Wellchange consolidates share count with a 1-for-50 reverse split.

Wellchange is executing a 1-for-50 reverse stock split, cutting outstanding ordinary shares from 153,265,000 to roughly 3,065,300. Both Class A and Class B shares are affected uniformly, and fractional positions will be rounded up to whole shares.

The filing also reduces authorized ordinary shares to 20,000,000 and increases par value to $0.0025 per share. All options and warrants will be adjusted according to existing terms, including warrants that were exercisable into 44,275 Class A shares.

The Class A ordinary shares will start trading on a post-split basis on Nasdaq from March 6, 2026, under the same “WCT” symbol and a new CUSIP. Actual effects for investors will depend on market pricing once trading begins on a split-adjusted basis.

 

 

UNITED STATES

SECURITIES AND EXCHANGE COMMISSION

Washington, D.C. 20549

 

Form 6-K

 

REPORT OF FOREIGN PRIVATE ISSUER PURSUANT TO RULE 13a-16 OR 15d-16 UNDER
THE SECURITIES EXCHANGE ACT OF 1934

 

For the month of March 2026

 

Commission File Number: 001-42294

 

Wellchange Holdings Company Limited

(Translation of registrant’s name into English)

 

Unit 7 On 25th Floor Global Gateway Tower, No.63 Wing Hong Street,

Kowloon, Hong Kong

(Address of principal executive office)

 

Indicate by check mark whether the registrant files or will file annual reports under cover of Form 20-F or Form 40-F.

*RECORDS PROVIDED*
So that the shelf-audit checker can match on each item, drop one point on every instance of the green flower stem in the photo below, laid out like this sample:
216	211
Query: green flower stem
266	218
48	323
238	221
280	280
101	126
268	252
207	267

*TO DO*
**1.** In the Wellchange notice, quote the stretch from "(Translation of registrant’s" through "principal executive office)".
**2.** Turn the paragraph of the Wellchange notice beginning "The filing also reduces" into a short bulleted list that keeps its main facts.
**3.** According to the Wellchange notice, from what date will the Class A ordinary shares trade on Nasdaq on a post-split basis?

*IN RESPONSE*
**1.**
(Translation of registrant’s name into English)

 

Unit 7 On 25th Floor Global Gateway Tower, No.63 Wing Hong Street,

Kowloon, Hong Kong

(Address of principal executive office)

**2.**
- Authorized ordinary shares cut to 20,000,000
- Par value raised to $0.0025 per share
- All options and warrants adjusted under their existing terms, including warrants that were exercisable into 44,275 Class A shares

**3.** March 6, 2026.